AIM OF THE TASK
Beginning at the line containing "rear tire in this photo." and continuing to the end of the records below, give each line again exactly as it stands, and only those lines.

AVAILABLE RECORDS

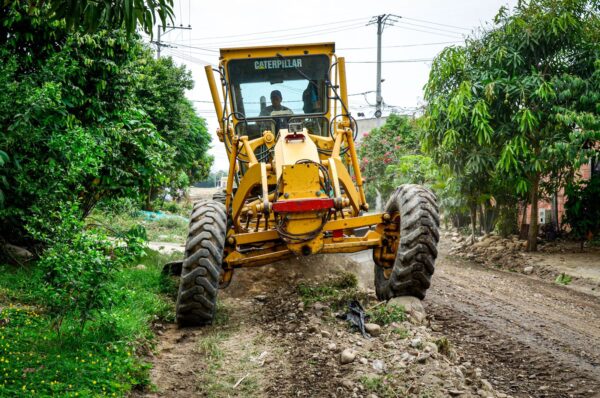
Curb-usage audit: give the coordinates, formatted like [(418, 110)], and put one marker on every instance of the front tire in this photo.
[(220, 196), (415, 210), (199, 283)]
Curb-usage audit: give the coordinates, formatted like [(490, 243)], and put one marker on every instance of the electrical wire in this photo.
[(393, 61), (401, 45), (434, 23), (430, 28), (247, 42), (426, 31), (280, 30)]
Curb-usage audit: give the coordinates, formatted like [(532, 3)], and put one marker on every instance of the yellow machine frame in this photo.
[(252, 236)]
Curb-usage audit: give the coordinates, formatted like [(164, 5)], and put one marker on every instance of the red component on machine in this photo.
[(295, 137), (302, 205)]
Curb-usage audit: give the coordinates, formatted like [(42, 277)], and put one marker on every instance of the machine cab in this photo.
[(271, 87)]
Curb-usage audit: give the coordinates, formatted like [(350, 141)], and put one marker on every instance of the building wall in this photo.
[(585, 173), (366, 125)]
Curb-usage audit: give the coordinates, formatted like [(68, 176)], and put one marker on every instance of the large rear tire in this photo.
[(220, 196), (200, 275), (415, 209)]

WRITTEN ANSWER
Curb-usage audit: give the coordinates, formatted like [(68, 176)], and put one marker on every instance of the large rear tire in this photo.
[(220, 196), (200, 275), (415, 209)]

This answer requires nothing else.